[Records drawn from a dataset]
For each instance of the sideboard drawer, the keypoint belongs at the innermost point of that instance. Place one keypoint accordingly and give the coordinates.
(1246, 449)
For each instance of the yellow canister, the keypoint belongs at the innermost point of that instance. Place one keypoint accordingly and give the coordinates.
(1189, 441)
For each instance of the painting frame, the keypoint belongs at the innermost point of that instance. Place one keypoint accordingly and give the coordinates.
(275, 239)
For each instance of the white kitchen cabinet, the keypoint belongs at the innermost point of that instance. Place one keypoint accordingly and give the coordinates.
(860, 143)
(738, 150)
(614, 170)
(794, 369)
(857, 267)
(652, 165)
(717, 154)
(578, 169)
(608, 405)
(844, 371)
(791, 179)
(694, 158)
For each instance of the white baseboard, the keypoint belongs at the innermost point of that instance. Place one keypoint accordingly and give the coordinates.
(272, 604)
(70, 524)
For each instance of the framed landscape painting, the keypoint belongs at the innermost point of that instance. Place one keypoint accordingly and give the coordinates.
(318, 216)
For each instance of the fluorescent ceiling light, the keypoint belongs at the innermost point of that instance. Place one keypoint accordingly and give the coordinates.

Aim of the task
Make an exact copy of every entry.

Result
For each instance of the sideboard drawer, the keypoint belongs at the innermost point of that instance. Place one keypoint accordingly and give the coordinates.
(1246, 449)
For each instance of the yellow canister, the keypoint belongs at the innermost point of that instance. Place one keypoint accordingly and give the coordinates.
(1189, 441)
For each instance of the painting frame, the keypoint belongs at the innermost point of that instance. Place one keypoint accordingly and give the coordinates.
(275, 239)
For each instance of the white kitchen cabinet, the keypoint belongs at the innermost point of that instance. Place one keypoint accordingly and give the coordinates.
(860, 143)
(738, 150)
(614, 170)
(794, 369)
(857, 267)
(652, 165)
(717, 154)
(578, 169)
(608, 405)
(844, 371)
(791, 179)
(694, 158)
For each instance of the white baseboard, the keypoint belongs at the innermost point of that instance. Place one keypoint accordingly and give the coordinates.
(272, 604)
(70, 524)
For each instance of the framed landscape painting, the keypoint belongs at the innermost point of that instance. Place one keypoint accordingly and give the coordinates.
(318, 216)
For each instance of the fluorescent ceiling light, the keypoint belongs at the innermost point of that instance. Place one keypoint accordingly and give the coordinates.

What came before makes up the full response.